Could you write out the records below exactly as they appear?

---------------

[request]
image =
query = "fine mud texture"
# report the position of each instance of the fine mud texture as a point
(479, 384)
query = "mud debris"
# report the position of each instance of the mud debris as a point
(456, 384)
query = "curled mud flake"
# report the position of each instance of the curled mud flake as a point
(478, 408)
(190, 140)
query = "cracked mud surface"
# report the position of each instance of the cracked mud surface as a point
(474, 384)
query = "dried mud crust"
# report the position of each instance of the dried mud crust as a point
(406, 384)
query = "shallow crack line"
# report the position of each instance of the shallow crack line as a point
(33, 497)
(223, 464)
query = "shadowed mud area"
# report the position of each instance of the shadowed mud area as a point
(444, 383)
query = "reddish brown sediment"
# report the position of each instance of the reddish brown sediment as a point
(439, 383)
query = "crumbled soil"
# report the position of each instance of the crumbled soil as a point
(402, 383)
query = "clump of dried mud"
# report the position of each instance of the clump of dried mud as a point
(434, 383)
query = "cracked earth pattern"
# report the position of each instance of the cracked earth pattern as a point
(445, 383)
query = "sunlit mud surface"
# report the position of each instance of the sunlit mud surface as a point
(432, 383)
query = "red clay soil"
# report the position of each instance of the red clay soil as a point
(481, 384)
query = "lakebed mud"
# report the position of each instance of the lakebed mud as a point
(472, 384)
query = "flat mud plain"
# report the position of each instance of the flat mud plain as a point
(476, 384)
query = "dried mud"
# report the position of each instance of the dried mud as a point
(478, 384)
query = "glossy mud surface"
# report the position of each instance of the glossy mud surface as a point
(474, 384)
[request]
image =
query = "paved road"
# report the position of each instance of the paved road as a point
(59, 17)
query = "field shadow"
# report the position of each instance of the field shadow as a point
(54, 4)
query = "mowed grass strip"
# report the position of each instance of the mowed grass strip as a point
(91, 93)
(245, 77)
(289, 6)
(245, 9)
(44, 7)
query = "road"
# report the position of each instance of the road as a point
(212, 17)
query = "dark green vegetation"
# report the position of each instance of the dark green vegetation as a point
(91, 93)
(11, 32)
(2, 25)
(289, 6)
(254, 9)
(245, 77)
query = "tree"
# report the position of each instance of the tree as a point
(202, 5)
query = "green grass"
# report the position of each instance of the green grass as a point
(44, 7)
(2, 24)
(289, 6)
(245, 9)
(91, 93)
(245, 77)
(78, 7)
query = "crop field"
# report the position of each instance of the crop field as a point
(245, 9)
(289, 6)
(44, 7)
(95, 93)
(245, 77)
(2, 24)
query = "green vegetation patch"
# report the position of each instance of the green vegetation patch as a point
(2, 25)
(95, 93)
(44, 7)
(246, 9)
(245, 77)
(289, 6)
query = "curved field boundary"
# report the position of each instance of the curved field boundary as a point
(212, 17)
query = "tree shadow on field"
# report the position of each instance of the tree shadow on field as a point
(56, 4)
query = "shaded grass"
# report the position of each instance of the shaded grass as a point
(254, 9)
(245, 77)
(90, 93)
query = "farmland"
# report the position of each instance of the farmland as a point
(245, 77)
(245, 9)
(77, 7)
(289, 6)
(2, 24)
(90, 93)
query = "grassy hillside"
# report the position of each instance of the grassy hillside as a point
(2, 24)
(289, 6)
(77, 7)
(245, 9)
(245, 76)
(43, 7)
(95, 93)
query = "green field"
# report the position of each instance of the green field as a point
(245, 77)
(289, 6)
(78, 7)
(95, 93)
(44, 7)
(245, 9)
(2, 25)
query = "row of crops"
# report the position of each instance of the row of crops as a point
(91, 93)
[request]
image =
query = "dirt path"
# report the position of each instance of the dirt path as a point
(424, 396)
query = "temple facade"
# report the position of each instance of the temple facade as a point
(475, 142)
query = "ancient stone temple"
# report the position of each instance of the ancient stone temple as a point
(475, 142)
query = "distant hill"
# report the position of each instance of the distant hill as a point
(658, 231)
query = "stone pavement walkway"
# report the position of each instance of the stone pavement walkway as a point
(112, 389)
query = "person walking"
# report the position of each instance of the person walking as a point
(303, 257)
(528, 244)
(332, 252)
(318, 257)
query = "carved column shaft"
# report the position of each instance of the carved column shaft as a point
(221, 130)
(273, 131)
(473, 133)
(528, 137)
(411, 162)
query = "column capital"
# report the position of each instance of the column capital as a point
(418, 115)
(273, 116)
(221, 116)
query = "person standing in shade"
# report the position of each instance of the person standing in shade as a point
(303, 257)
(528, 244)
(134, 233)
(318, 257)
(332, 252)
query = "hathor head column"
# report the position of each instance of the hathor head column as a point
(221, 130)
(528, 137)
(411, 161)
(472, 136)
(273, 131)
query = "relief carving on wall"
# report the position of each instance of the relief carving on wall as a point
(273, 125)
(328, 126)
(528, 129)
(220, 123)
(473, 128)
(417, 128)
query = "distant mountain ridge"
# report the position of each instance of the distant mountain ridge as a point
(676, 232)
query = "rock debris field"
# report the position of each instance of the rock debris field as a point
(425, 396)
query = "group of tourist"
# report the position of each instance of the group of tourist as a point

---------------

#### Full output:
[request]
image =
query = "fine mud texture"
# report the position of each instance of the fine mud texture as a point
(479, 384)
query = "mud debris"
# report the position of each instance of the mud debris as a point
(456, 384)
query = "curled mud flake"
# report the position of each instance of the curled mud flake as a point
(478, 408)
(190, 140)
query = "cracked mud surface"
# report the position of each instance of the cracked mud surface as a point
(474, 384)
query = "dried mud crust"
# report the position of each instance of the dried mud crust as a point
(406, 384)
query = "shallow crack line"
# report the position of each instance of the shallow crack line as a point
(33, 497)
(223, 464)
query = "shadowed mud area"
# report the position of each instance of the shadowed mud area as a point
(444, 383)
query = "reddish brown sediment"
# report the position of each instance of the reddish brown sediment as a point
(439, 383)
query = "crumbled soil"
# report the position of each instance of the crumbled soil as a point
(402, 383)
query = "clump of dried mud"
# report the position of each instance of the clump of dried mud as a point
(434, 383)
query = "cracked earth pattern"
# report the position of each instance of the cracked earth pattern as a point
(445, 383)
query = "sunlit mud surface"
# report the position of each instance of the sunlit mud surface as a point
(432, 383)
query = "red clay soil"
# report the position of each instance of the red clay soil as a point
(481, 384)
query = "lakebed mud"
# report the position of each instance of the lakebed mud as a point
(472, 384)
query = "flat mud plain"
# report the position of each instance of the flat mud plain as a point
(476, 384)
query = "dried mud"
# report the position of each instance of the dried mud as a point
(478, 384)
query = "glossy mud surface"
# report the position of each instance of the glossy mud surface as a point
(474, 384)
[request]
image =
query = "paved road"
# report the position of each instance of the paved road as a point
(59, 17)
query = "field shadow"
# report the position of each instance of the field shadow as a point
(54, 4)
query = "mowed grass strip"
# report the position of each instance of the mowed grass strip as a point
(91, 93)
(245, 77)
(289, 6)
(245, 9)
(44, 7)
query = "road"
# report the position of each instance of the road as a point
(212, 17)
query = "dark green vegetation"
# report the position of each instance of the dark green vegetation as a point
(91, 93)
(11, 32)
(2, 25)
(289, 6)
(254, 9)
(245, 77)
query = "tree"
# report the position of each instance of the tree as a point
(202, 5)
query = "green grass"
# report the position of each instance of the green grass as a point
(44, 7)
(2, 24)
(289, 6)
(245, 9)
(91, 93)
(245, 77)
(78, 7)
query = "crop field"
# report the position of each instance of the crop field as a point
(245, 9)
(289, 6)
(44, 7)
(95, 93)
(245, 77)
(2, 24)
query = "green vegetation patch"
# report the position of each instance of the green vegetation patch as a point
(2, 25)
(95, 93)
(44, 7)
(246, 9)
(245, 77)
(289, 6)
query = "curved field boundary"
# report the position of each instance of the curved field boundary as a point
(212, 17)
query = "tree shadow on field"
# report the position of each instance of the tree shadow on field as a point
(56, 4)
query = "shaded grass"
# report the position of each instance of the shaded grass as a point
(254, 9)
(245, 77)
(90, 93)
query = "farmland"
# report the position of each instance of the farmland as a point
(245, 77)
(245, 9)
(77, 7)
(289, 6)
(2, 24)
(90, 93)
query = "grassy hillside"
# report the position of each instance of the grassy hillside as a point
(2, 24)
(289, 6)
(77, 7)
(245, 9)
(245, 76)
(43, 7)
(95, 93)
query = "green field"
# report the position of each instance of the green field as a point
(245, 77)
(289, 6)
(78, 7)
(95, 93)
(44, 7)
(245, 9)
(2, 25)
query = "row of crops"
# report the position of each instance of the row of crops as a point
(91, 93)
[request]
image =
query = "dirt path"
# report the position of each instance of the dirt path as a point
(424, 396)
query = "temple facade"
# report the position of each instance of the temple facade as a point
(475, 142)
query = "ancient stone temple"
# report the position of each instance of the ancient stone temple as a point
(475, 142)
query = "distant hill"
# report the position of each instance of the distant hill as a point
(658, 231)
query = "stone pavement walkway"
# report the position of each instance of the stone pavement walkway as a point
(112, 389)
query = "person walking"
# report the position of each instance of the person walking as a point
(303, 257)
(528, 244)
(332, 252)
(318, 257)
query = "carved column shaft"
# report the position of each instance of the carved column shaft as a point
(221, 130)
(273, 131)
(473, 133)
(528, 137)
(411, 162)
query = "column capital"
# report the position of each instance of the column capital as a point
(418, 115)
(273, 116)
(221, 116)
query = "person standing in shade"
# report the position of each instance of the person standing in shade as a point
(303, 257)
(528, 244)
(134, 233)
(318, 257)
(332, 252)
query = "hathor head column"
# report the position of each instance of the hathor head column as a point
(221, 130)
(528, 137)
(411, 161)
(472, 136)
(273, 131)
query = "relief carving on wall"
# report the position of each instance of the relief carving on wall as a point
(273, 125)
(328, 126)
(528, 129)
(220, 123)
(473, 128)
(417, 128)
query = "distant mountain ridge"
# report the position of each instance of the distant mountain ridge as a point
(676, 232)
query = "rock debris field"
# report the position of each instance of the rock debris field as a point
(425, 396)
query = "group of tourist"
# report the position of each instance of the group of tourist as a point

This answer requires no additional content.